(Supplied text Opens)
Hey adgrunts. I dunno about you, but for me It's been a rough week. Hence the confusing covers playlist.
Monday began with some recaps of the Crispin campaign for the operating system known as Vista - Eric Karjaluoto at ideaondeas got nerdy and Apple/MS back-and-forth in their ad campaigns while I declared that Microsoft is a supermarket and Apple is a restaurant in The Microsoft Saga.
The Denver Egotist pointed us to what must be the "the most complex way to land a new client in history" - a full fledged viral campaign for stock photo, press release here.
As a newly formed design shop, General Projects launched with a self-assigned first project – to get the attention of Corbis and eventually turn that into a client relationship. This was done by launching a faux-viral campaign online with the intention of getting the Corbis name in front of as many members of their target audience as possible on a limited budget.
- so the site they designed went viral and all I'm wondering is did they pay for using the stock as well? In that case it might also be the most expensive pitch in history. Naah. I heard some agency took apart a car and rebuilt it in their lobby several floors up just to impress a potential client once.
Over at Good Kate Roberts is interviewed about AIDS-vertisements. "Todays youth never saw the shocking images of Freddie Mercury or Rock Hudson dying, or those really scary, in-your-face, aggressive public-service announcements" which makes selling social responsibility in sex more important than ever.
We had masses of print ads submitted, the Ikea short bedtime stories was popular, the puking Cadbury gorilla was gross, the hard on french fry was confusing, as was the steamy elevator scene while the Melanoma Foundation got straight to the (gun) point. Teppanyaki Food Fest was pretty, and Rok Vegas was juvenile. Meanwhile I learned how to say lingerie for your feet in french: Lingerie pour les pieds. BC Lottery Corporation found the end of the rainbow and the burning man giving out flyers is still haunting me.
We also had masses of print ads recalled, leading me to make a new rule: Deleting the ads dilute the resource we are trying to build here. Adland will no longer do it. The horrific school shooting in Kauhajoki brought out the worst in banners.
(Supplied text Closes)
(Excerpted records Opens)
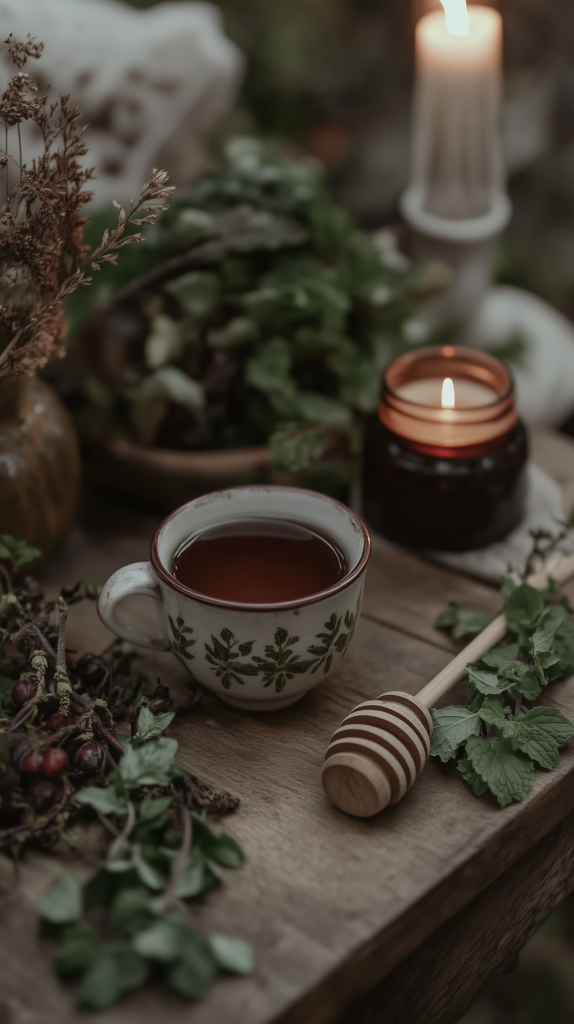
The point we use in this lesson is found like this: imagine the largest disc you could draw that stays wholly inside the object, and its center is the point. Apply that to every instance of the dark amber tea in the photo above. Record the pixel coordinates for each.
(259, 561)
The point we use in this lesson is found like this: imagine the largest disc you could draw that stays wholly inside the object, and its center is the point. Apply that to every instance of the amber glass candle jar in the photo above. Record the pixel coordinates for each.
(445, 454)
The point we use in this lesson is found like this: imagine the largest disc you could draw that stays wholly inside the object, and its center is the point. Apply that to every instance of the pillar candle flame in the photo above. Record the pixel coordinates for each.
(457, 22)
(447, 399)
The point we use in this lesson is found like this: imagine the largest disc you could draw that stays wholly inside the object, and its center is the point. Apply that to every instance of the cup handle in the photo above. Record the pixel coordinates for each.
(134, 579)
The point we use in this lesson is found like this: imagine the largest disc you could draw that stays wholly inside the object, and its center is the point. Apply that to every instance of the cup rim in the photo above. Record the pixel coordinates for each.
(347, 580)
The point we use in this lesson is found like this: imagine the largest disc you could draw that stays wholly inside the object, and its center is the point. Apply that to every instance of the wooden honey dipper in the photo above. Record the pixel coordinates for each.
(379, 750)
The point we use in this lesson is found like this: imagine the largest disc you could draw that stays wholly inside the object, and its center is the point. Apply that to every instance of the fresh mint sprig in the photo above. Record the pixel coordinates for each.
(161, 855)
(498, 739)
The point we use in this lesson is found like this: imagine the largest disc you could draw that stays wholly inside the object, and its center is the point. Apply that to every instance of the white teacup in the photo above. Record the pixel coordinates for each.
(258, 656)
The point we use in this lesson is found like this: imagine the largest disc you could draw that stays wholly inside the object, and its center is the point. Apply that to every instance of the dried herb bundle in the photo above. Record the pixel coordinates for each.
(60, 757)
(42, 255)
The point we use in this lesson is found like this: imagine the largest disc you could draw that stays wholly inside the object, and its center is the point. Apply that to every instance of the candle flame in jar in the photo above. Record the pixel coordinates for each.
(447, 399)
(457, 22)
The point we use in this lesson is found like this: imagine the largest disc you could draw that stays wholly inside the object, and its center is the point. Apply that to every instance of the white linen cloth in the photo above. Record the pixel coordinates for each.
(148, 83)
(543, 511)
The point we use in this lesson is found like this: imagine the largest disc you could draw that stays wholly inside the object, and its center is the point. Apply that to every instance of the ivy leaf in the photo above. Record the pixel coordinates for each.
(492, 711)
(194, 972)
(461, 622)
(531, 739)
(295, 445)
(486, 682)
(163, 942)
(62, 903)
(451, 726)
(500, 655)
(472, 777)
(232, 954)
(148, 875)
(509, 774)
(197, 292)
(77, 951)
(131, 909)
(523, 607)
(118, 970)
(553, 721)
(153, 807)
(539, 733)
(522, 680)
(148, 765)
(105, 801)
(Excerpted records Closes)
(Excerpted records Opens)
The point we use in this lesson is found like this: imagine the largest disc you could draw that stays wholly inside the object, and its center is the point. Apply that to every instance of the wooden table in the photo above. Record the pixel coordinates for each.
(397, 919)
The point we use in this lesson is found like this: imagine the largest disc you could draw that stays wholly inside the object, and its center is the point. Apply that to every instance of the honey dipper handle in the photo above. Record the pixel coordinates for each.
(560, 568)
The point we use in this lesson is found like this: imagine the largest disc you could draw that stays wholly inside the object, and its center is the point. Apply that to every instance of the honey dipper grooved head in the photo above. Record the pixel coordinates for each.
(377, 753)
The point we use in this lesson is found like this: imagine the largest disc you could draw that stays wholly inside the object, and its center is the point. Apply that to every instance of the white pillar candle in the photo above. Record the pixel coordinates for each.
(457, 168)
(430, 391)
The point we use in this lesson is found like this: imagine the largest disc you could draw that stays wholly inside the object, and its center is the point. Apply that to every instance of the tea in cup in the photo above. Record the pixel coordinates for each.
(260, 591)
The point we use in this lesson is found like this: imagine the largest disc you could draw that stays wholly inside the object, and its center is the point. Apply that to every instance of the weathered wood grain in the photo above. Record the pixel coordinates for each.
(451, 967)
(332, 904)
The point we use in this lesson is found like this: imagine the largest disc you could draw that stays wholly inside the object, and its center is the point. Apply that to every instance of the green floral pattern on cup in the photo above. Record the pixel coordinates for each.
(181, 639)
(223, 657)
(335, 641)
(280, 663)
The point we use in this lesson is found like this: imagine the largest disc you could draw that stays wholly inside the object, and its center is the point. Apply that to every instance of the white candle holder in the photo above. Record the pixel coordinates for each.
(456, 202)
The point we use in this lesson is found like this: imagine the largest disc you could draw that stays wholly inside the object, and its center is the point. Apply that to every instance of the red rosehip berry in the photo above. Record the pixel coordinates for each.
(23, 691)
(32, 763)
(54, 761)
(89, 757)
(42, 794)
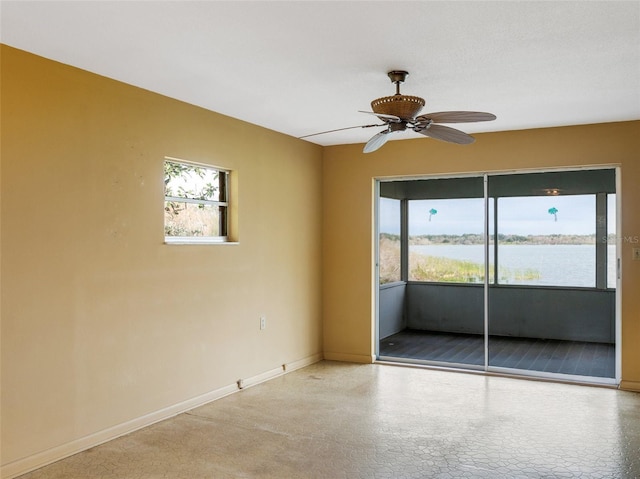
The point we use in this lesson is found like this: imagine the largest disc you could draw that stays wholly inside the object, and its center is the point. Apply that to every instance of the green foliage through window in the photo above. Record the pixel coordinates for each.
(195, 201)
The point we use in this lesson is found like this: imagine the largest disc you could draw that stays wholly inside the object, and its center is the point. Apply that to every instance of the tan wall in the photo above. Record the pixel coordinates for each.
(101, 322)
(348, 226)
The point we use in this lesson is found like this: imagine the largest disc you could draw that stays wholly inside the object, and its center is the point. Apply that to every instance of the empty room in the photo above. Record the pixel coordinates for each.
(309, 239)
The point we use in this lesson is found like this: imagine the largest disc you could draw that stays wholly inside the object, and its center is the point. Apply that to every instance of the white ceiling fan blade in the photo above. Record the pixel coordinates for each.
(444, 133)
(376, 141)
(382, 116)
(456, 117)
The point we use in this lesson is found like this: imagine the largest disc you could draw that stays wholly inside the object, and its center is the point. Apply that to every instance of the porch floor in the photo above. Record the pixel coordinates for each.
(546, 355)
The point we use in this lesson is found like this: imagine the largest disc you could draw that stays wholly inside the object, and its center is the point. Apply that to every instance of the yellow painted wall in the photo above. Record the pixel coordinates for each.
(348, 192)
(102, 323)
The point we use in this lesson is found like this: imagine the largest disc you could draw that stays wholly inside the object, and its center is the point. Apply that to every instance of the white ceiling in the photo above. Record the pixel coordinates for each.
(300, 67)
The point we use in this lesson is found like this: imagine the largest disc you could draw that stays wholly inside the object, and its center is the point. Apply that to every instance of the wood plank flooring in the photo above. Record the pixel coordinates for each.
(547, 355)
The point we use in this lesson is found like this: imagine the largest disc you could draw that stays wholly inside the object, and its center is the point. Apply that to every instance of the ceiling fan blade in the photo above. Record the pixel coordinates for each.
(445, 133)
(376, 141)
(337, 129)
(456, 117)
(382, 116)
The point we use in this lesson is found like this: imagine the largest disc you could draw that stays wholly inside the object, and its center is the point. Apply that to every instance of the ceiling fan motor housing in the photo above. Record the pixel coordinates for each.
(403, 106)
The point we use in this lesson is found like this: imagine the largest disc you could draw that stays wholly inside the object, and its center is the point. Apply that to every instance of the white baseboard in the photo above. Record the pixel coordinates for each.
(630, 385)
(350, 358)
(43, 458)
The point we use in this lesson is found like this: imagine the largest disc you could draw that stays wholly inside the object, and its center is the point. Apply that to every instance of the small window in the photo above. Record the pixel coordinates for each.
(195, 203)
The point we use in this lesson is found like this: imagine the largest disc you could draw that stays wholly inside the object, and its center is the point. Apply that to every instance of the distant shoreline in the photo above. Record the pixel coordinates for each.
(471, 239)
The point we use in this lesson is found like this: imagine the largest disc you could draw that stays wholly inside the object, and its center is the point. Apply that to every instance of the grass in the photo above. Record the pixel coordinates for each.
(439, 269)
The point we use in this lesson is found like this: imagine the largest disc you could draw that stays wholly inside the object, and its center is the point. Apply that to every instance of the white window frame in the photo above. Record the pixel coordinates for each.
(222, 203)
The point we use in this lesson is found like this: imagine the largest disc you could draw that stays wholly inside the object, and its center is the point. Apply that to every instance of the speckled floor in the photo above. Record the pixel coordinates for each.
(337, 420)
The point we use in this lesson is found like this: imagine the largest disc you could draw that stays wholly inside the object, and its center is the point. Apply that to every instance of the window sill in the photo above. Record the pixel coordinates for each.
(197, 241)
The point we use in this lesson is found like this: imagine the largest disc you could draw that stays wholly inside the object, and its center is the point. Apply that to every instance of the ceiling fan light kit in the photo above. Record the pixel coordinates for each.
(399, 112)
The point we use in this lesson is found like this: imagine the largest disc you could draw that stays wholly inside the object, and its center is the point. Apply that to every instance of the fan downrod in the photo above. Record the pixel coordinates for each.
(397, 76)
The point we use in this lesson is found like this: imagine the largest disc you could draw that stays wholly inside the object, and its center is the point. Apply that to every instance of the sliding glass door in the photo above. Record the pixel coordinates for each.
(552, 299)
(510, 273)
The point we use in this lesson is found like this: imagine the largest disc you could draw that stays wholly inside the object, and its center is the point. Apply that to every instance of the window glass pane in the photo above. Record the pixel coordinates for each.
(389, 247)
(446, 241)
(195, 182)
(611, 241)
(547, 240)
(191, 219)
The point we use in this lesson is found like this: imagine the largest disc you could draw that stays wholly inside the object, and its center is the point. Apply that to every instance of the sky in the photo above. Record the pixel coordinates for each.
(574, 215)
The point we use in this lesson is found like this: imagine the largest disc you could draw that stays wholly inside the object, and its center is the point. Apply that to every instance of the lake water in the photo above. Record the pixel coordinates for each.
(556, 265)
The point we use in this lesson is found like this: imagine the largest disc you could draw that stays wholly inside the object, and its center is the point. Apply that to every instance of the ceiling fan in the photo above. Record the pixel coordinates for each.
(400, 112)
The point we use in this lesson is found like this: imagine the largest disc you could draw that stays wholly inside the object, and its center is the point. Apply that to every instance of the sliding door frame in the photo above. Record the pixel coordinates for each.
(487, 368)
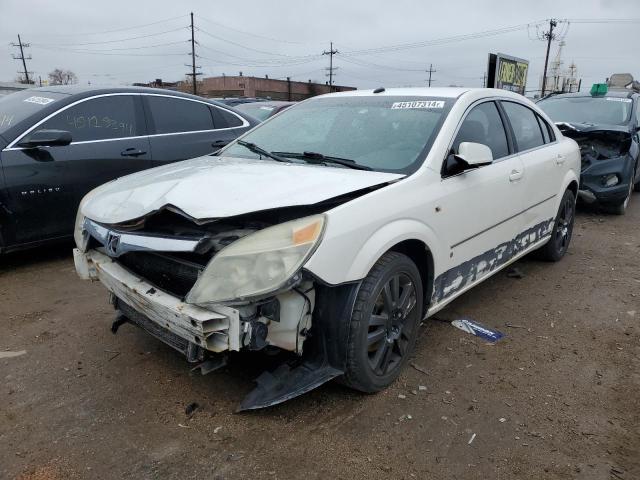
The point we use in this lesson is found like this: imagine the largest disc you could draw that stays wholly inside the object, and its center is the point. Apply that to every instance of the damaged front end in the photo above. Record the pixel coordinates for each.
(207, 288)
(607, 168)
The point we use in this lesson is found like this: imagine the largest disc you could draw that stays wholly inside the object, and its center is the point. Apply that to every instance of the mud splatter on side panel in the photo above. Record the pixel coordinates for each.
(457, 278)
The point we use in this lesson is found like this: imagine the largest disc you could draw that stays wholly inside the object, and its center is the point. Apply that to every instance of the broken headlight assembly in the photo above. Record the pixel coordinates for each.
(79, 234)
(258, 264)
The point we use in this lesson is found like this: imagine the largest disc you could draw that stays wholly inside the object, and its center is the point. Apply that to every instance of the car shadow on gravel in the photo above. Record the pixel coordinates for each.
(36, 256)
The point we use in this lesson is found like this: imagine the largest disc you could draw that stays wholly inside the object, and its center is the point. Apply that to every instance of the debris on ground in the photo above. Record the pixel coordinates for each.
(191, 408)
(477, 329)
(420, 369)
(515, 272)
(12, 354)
(Excerpted records Closes)
Task objective —
In the ad roundup, rewrite the passage from "We had masses" to "worst in banners.", substituting "heaps" for "masses". Work only from the ad roundup text.

Answer below —
We had heaps of print ads submitted, the Ikea short bedtime stories was popular, the puking Cadbury gorilla was gross, the hard on french fry was confusing, as was the steamy elevator scene while the Melanoma Foundation got straight to the (gun) point. Teppanyaki Food Fest was pretty, and Rok Vegas was juvenile. Meanwhile I learned how to say lingerie for your feet in french: Lingerie pour les pieds. BC Lottery Corporation found the end of the rainbow and the burning man giving out flyers is still haunting me.
We also had heaps of print ads recalled, leading me to make a new rule: Deleting the ads dilute the resource we are trying to build here. Adland will no longer do it. The horrific school shooting in Kauhajoki brought out the worst in banners.